═══ Records

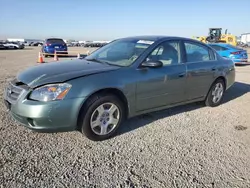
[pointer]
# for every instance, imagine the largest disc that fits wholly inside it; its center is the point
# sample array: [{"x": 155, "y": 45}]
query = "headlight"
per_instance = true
[{"x": 50, "y": 92}]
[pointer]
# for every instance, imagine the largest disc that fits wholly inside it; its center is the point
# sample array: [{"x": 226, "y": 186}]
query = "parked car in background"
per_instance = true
[
  {"x": 125, "y": 78},
  {"x": 36, "y": 44},
  {"x": 237, "y": 54},
  {"x": 12, "y": 45},
  {"x": 54, "y": 44}
]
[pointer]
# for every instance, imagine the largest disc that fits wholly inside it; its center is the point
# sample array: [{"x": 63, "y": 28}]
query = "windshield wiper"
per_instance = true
[{"x": 96, "y": 60}]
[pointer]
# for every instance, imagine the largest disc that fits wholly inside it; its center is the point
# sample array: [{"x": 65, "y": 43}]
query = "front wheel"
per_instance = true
[
  {"x": 101, "y": 117},
  {"x": 216, "y": 93}
]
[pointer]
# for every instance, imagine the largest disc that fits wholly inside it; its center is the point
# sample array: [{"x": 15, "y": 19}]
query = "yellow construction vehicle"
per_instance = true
[{"x": 215, "y": 36}]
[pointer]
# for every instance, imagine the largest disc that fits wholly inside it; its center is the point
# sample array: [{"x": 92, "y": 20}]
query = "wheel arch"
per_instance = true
[
  {"x": 114, "y": 91},
  {"x": 219, "y": 77}
]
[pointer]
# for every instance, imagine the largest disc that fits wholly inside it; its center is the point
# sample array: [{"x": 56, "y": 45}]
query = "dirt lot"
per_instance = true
[{"x": 187, "y": 146}]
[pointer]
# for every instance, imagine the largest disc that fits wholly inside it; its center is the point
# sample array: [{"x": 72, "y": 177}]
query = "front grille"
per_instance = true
[{"x": 13, "y": 91}]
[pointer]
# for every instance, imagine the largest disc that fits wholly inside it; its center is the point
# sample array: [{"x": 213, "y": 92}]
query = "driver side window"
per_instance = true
[{"x": 167, "y": 52}]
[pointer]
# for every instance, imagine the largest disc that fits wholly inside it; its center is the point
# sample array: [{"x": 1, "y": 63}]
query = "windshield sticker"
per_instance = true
[{"x": 145, "y": 42}]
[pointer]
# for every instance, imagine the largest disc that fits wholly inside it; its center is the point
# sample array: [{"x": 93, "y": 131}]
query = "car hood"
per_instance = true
[{"x": 61, "y": 71}]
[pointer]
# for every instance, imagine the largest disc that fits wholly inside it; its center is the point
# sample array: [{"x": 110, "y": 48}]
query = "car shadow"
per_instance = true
[{"x": 237, "y": 90}]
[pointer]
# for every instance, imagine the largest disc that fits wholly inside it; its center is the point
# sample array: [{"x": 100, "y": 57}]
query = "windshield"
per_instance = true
[
  {"x": 121, "y": 52},
  {"x": 234, "y": 47}
]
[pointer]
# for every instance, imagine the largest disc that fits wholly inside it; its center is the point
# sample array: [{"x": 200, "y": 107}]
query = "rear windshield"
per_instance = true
[{"x": 55, "y": 41}]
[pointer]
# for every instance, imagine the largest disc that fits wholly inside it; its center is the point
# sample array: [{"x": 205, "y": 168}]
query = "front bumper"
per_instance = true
[{"x": 54, "y": 116}]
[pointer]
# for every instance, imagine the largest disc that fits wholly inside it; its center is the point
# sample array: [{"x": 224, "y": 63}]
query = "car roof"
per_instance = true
[
  {"x": 156, "y": 37},
  {"x": 52, "y": 38},
  {"x": 219, "y": 44}
]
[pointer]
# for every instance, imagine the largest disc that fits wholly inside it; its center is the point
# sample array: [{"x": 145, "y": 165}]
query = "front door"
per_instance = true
[{"x": 158, "y": 87}]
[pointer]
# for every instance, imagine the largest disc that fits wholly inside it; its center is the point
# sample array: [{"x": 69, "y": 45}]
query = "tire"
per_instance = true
[
  {"x": 89, "y": 113},
  {"x": 210, "y": 99}
]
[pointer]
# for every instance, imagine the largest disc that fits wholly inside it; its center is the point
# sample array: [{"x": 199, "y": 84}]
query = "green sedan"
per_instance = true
[{"x": 125, "y": 78}]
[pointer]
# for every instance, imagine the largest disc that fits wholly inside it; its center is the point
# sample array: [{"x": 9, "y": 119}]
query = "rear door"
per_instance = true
[{"x": 201, "y": 69}]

══════

Your instructions:
Could you copy every line from the records that mentions the word "windshield"?

Task output:
query = "windshield wiper"
query = "windshield sticker"
query = "windshield"
query = "rear windshield"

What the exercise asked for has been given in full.